[What you have to do] Give the listing again character for character, but drop the images.

::::::

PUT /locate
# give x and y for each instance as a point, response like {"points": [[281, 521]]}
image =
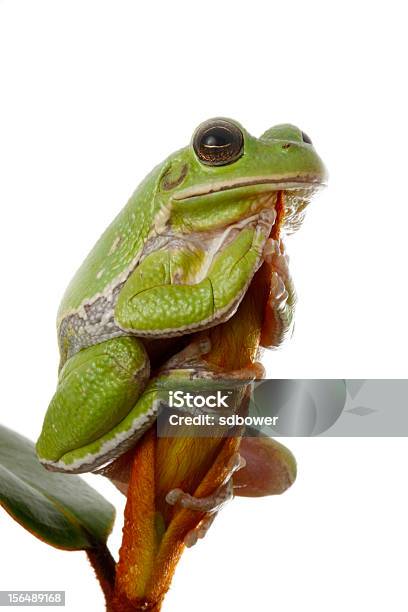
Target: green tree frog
{"points": [[177, 259]]}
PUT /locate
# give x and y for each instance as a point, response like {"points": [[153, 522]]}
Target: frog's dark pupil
{"points": [[218, 142], [217, 138]]}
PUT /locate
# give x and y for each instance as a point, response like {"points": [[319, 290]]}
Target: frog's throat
{"points": [[280, 183]]}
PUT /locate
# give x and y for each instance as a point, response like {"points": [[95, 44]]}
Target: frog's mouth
{"points": [[260, 183], [297, 192]]}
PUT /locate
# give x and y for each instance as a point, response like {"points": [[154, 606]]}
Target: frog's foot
{"points": [[211, 504]]}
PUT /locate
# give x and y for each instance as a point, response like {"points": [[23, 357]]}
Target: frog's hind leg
{"points": [[211, 505], [94, 411]]}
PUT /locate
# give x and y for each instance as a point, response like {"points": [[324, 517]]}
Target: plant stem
{"points": [[104, 566]]}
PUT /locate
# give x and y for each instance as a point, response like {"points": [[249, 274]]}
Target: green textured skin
{"points": [[97, 388], [163, 267], [167, 306]]}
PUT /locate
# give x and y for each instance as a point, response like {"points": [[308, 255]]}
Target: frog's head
{"points": [[226, 176]]}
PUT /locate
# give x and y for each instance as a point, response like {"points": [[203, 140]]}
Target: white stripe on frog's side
{"points": [[110, 449], [264, 226]]}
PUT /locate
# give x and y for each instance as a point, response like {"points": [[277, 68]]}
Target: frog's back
{"points": [[86, 313], [115, 253]]}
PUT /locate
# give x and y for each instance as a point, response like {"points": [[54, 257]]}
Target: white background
{"points": [[93, 94]]}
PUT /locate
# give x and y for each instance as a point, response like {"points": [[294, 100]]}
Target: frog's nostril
{"points": [[306, 138]]}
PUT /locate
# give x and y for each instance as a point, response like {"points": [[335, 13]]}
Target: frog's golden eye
{"points": [[218, 142], [306, 138]]}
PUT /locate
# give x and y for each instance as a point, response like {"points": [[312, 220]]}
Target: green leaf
{"points": [[60, 509]]}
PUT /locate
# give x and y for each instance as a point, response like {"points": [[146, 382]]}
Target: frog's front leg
{"points": [[173, 292], [95, 414]]}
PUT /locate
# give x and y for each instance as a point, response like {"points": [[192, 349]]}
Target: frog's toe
{"points": [[214, 502], [199, 532]]}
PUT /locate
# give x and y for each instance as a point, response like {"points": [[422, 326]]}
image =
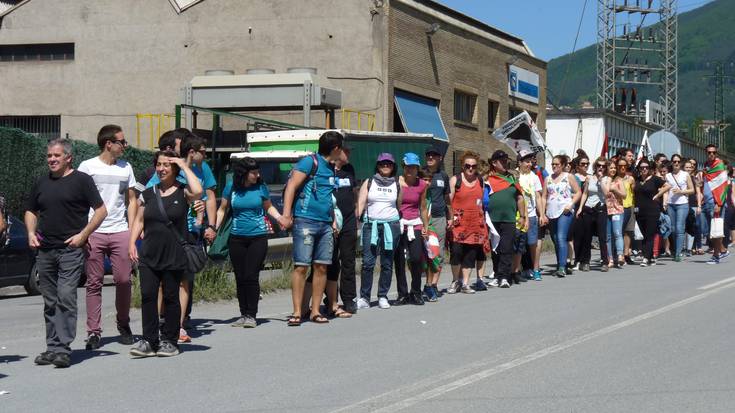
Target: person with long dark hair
{"points": [[248, 198], [162, 260], [561, 193], [648, 190], [592, 217]]}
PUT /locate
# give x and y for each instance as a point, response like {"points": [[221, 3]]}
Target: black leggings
{"points": [[247, 255], [649, 227], [150, 280], [592, 221], [416, 254]]}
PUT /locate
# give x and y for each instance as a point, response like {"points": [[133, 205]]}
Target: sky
{"points": [[549, 27]]}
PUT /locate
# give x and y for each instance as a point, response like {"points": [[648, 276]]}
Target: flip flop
{"points": [[293, 321], [319, 319]]}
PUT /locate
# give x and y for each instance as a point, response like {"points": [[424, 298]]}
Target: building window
{"points": [[464, 107], [47, 127], [36, 52], [492, 113]]}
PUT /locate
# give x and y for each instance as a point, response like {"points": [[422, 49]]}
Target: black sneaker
{"points": [[45, 358], [167, 349], [401, 300], [62, 360], [416, 298], [93, 342], [126, 335]]}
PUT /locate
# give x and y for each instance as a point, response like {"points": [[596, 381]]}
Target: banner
{"points": [[521, 133]]}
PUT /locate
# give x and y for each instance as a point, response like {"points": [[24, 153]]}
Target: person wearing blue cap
{"points": [[414, 226]]}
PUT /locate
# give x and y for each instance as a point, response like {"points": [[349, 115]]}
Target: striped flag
{"points": [[716, 178]]}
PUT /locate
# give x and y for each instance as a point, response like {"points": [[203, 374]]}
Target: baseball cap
{"points": [[525, 153], [385, 156], [433, 149], [410, 158], [499, 154]]}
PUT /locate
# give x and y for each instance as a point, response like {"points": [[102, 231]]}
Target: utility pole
{"points": [[719, 118]]}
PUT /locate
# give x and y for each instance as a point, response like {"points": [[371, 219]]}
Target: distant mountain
{"points": [[706, 34]]}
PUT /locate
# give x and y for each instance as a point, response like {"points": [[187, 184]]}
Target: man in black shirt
{"points": [[56, 219], [343, 269]]}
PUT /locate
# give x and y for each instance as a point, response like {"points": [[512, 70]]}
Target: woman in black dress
{"points": [[162, 260]]}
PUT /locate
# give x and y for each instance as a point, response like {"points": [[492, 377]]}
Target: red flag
{"points": [[604, 147]]}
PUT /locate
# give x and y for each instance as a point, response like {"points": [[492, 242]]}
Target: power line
{"points": [[574, 49]]}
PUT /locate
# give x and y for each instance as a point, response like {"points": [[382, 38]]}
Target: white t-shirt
{"points": [[112, 182], [677, 181], [530, 184]]}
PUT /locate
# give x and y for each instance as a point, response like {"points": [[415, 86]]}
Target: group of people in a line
{"points": [[76, 217]]}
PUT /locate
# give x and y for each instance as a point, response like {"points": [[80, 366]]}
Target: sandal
{"points": [[319, 319], [340, 313], [293, 320]]}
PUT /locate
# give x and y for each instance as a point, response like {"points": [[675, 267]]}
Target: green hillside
{"points": [[706, 34]]}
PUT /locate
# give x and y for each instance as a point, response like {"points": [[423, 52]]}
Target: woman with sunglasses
{"points": [[560, 193], [694, 241], [682, 186], [579, 166], [377, 207], [469, 232], [615, 211], [648, 190], [592, 217]]}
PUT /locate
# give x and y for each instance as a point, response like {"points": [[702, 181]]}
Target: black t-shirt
{"points": [[344, 193], [644, 193], [161, 249], [438, 189], [63, 206]]}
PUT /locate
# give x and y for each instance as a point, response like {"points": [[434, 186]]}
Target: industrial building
{"points": [[401, 65]]}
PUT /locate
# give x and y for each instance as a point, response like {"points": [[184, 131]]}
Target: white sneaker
{"points": [[362, 304]]}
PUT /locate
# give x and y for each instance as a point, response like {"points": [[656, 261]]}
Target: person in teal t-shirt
{"points": [[314, 226], [249, 200]]}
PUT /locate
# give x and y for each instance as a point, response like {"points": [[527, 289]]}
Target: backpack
{"points": [[312, 174]]}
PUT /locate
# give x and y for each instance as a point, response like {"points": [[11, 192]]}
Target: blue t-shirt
{"points": [[248, 215], [315, 203], [206, 178]]}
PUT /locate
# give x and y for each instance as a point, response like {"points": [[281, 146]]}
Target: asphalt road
{"points": [[656, 339]]}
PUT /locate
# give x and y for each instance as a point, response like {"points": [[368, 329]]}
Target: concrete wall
{"points": [[133, 56], [453, 59]]}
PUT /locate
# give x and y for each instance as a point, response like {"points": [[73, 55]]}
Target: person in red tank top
{"points": [[469, 232]]}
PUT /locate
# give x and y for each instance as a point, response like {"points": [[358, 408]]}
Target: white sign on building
{"points": [[655, 113], [523, 84]]}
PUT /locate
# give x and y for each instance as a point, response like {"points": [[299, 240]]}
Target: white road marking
{"points": [[715, 284], [436, 389]]}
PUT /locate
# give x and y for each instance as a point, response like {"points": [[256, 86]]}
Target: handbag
{"points": [[196, 258], [717, 228]]}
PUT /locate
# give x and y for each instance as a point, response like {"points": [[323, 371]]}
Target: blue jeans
{"points": [[615, 233], [369, 256], [313, 242], [678, 214], [559, 232]]}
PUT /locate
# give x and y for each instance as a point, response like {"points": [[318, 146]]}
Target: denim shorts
{"points": [[532, 234], [313, 242]]}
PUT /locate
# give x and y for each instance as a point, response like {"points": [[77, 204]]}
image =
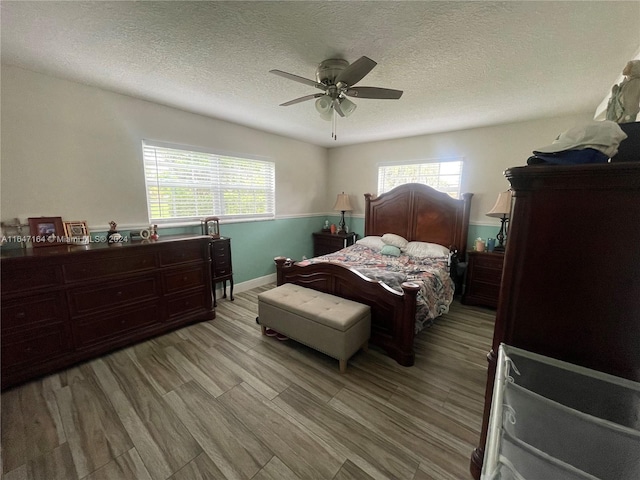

::::::

[Solution for this task]
PUT /locate
# give x and y for each instance as a point, response like {"points": [[281, 521]]}
image =
Target: green tree frog
{"points": [[177, 259]]}
PUT /locate
# give x and y for each instance as a point, response like {"points": [[153, 522]]}
Target: frog's dark pupil
{"points": [[218, 142], [217, 138]]}
PUT /locate
# give x and y for each instance as a point, response like {"points": [[319, 290]]}
Target: frog's throat
{"points": [[280, 183]]}
PUT /locate
# give x and y for each instance as a point, response like {"points": [[95, 44]]}
Target: frog's mouth
{"points": [[260, 183], [297, 192]]}
PUT /locate
# give x and y for each instance as a point, response like {"points": [[154, 606]]}
Target: frog's foot
{"points": [[211, 504]]}
PUT /locate
# give x and y for each instance as a point, response like {"points": [[23, 357]]}
Target: frog's hind leg
{"points": [[211, 505], [94, 411]]}
PUT /locate
# give x and y for each instance as a point, response like {"points": [[324, 517]]}
Target: plant stem
{"points": [[104, 566]]}
PUT /locate
# give x and y for each instance as a point, response like {"points": [[249, 274]]}
Target: green textured skin
{"points": [[97, 388], [163, 267], [167, 306]]}
PUT /locate
# give x and y for each instance as a point, response like {"points": [[308, 255]]}
Target: frog's head
{"points": [[226, 176]]}
PUT /locate
# give x and y for each instance as a point, response like {"points": [[203, 140]]}
Target: white stripe on frog's side
{"points": [[110, 449], [264, 226]]}
PUT /locate
# give x and y for each instance as a point, response like {"points": [[277, 68]]}
Target: frog's back
{"points": [[86, 313], [115, 253]]}
PUT /locate
# give x and y for each instance as a point, response like {"points": [[54, 257]]}
Target: white background
{"points": [[93, 94]]}
PUT /locate
# give x and y for each instance as a point, response like {"points": [[294, 100]]}
Target: frog's nostril
{"points": [[306, 138]]}
PUT /locate
# give x and y for each instance as a point, response like {"points": [[335, 13]]}
Target: frog's golden eye
{"points": [[218, 142], [306, 138]]}
PUT /locate
# give x and y for each instance as a point, response like {"points": [[312, 220]]}
Target: green leaf
{"points": [[60, 509]]}
PUT /locate
# give x and y for each instance as a point, response like {"points": [[146, 382]]}
Target: frog's front leg
{"points": [[173, 292], [95, 414]]}
PUT /locate
# give x and y for each instance as a point, response like {"points": [[192, 349]]}
Target: frog's toe
{"points": [[214, 502], [199, 532]]}
PUT /locate
# give x and y for each instance as a point, response like {"points": [[422, 326]]}
image =
Target: person with long dark hair
{"points": [[248, 198], [162, 260], [561, 193], [648, 190], [592, 217]]}
PUT /locate
# give x and y for each instance as a point, response like {"points": [[221, 3]]}
Target: black leggings
{"points": [[247, 255], [649, 227], [150, 280], [592, 221], [416, 254]]}
PUT /locate
# give x and y for each instance as a point, response like {"points": [[133, 205]]}
Target: sky
{"points": [[549, 27]]}
PUT /locate
# give x and y for each instance as a point, response like {"points": [[648, 276]]}
Target: flip flop
{"points": [[293, 321], [319, 319]]}
PUT /locate
# give x and y for each instance as a point, response like {"points": [[424, 298]]}
Target: building window
{"points": [[464, 107], [47, 127], [36, 52], [492, 113]]}
PUT /locate
# give x and y for each instance as a point, response like {"points": [[422, 49]]}
Target: black sneaker
{"points": [[45, 358], [167, 349], [401, 300], [62, 360], [416, 298], [93, 342], [126, 335]]}
PUT /locate
# give x and y for each instance as a point, response like {"points": [[596, 381]]}
Target: banner
{"points": [[521, 133]]}
PUT /locate
# give x and y for each instance as a point, response like {"points": [[24, 153]]}
Target: person wearing blue cap
{"points": [[414, 226]]}
PUT /locate
# give x and y for each instance as a point, response like {"points": [[349, 115]]}
Target: striped flag
{"points": [[716, 178]]}
PUT /locate
# give x and y for each instance as a point, response like {"points": [[203, 374]]}
Target: baseball cap
{"points": [[525, 153], [385, 156], [433, 149], [410, 158], [499, 154]]}
PUT /locate
# give x and y for each instance as a point, response like {"points": [[102, 231]]}
Target: utility pole
{"points": [[719, 118]]}
PUT /locate
# give x and y for each instance as a point, response like {"points": [[371, 219]]}
Target: distant mountain
{"points": [[706, 34]]}
PUT /locate
# give x and y for each instance as a point, response like {"points": [[187, 184]]}
Target: man in black shirt
{"points": [[56, 219], [343, 269]]}
PUT /locate
# give x and y for each instance as a point, response like {"points": [[512, 70]]}
Target: woman in black dress
{"points": [[162, 260]]}
PUT /locate
# give x and y for each instance as a point, response like {"points": [[492, 377]]}
Target: red flag
{"points": [[604, 147]]}
PUT /locate
# give x and y for each instance as a point, response like {"points": [[492, 242]]}
Target: power line
{"points": [[574, 49]]}
PUT /locate
# give x and y for each instance as a point, response like {"points": [[382, 38]]}
Target: white t-shirt
{"points": [[112, 182], [677, 181], [530, 184]]}
PUT /locate
# give x and y for each instance as a point, response like {"points": [[415, 86]]}
Target: group of people in a line
{"points": [[76, 217]]}
PUT /locate
# give x and y for each instance as a point, response like {"points": [[80, 366]]}
Target: sandal
{"points": [[319, 319], [340, 313], [293, 320]]}
PUT /locate
# give x and y for each instance as a point, response like {"points": [[675, 267]]}
Target: green hillside
{"points": [[706, 34]]}
PUT /locate
# give x and y for each instance as a point, response like {"points": [[423, 52]]}
Target: woman with sunglasses
{"points": [[560, 193], [694, 241], [682, 186], [579, 166], [377, 207], [469, 232], [615, 211], [648, 190], [592, 217]]}
PUT /locate
# give x and y for each instance as a point, response like {"points": [[702, 181]]}
Target: black t-shirt
{"points": [[344, 193], [644, 193], [161, 249], [438, 189], [63, 206]]}
PUT /locate
# give x and y for each instance as a point, response like {"points": [[434, 186]]}
Target: industrial building
{"points": [[401, 65]]}
PUT /locate
# give x and y for each instance as a point, response like {"points": [[184, 131]]}
Target: white sneaker
{"points": [[362, 304]]}
PUT /locate
# give x and y for each instance as a point, response like {"points": [[656, 261]]}
Target: person in teal t-shirt
{"points": [[314, 226], [249, 200]]}
PUT /locate
# give x and y for each instance as a point, response like {"points": [[527, 289]]}
Target: backpack
{"points": [[312, 174]]}
PUT /locate
# give x and y for each instance as a point, response like {"points": [[11, 192]]}
Target: blue t-shirt
{"points": [[248, 215], [315, 203], [206, 178]]}
PUT /locate
# give x and y for each instance as a point, response like {"points": [[281, 146]]}
Target: asphalt road
{"points": [[656, 339]]}
PUT /locate
# give x and y for each instance as a point, response like {"points": [[368, 329]]}
Target: concrete wall
{"points": [[133, 56], [453, 59]]}
PUT /locate
# give x and y for each instance as a point, response like {"points": [[73, 55]]}
Target: person in red tank top
{"points": [[469, 232]]}
PUT /locate
# give x and y for each instance as a point, response like {"points": [[358, 408]]}
Target: white sign on building
{"points": [[655, 113], [523, 84]]}
PUT /locate
# give x and y for each instance as a point, response like {"points": [[299, 240]]}
Target: white road marking
{"points": [[715, 284], [436, 389]]}
PUT /locate
# give x and y for each instance as a point, response like {"points": [[256, 86]]}
Target: handbag
{"points": [[196, 258], [717, 228]]}
PUT /locate
# give x and y for each instance as a point, response like {"points": [[323, 371]]}
Target: blue jeans
{"points": [[615, 233], [369, 256], [313, 242], [678, 214], [559, 232]]}
PUT /locate
# give x and y for each instance as a point, response like {"points": [[318, 146]]}
Target: denim shorts
{"points": [[532, 234], [313, 242]]}
PUT /locate
# give x and y for each instance as a point, response like {"points": [[77, 204]]}
image =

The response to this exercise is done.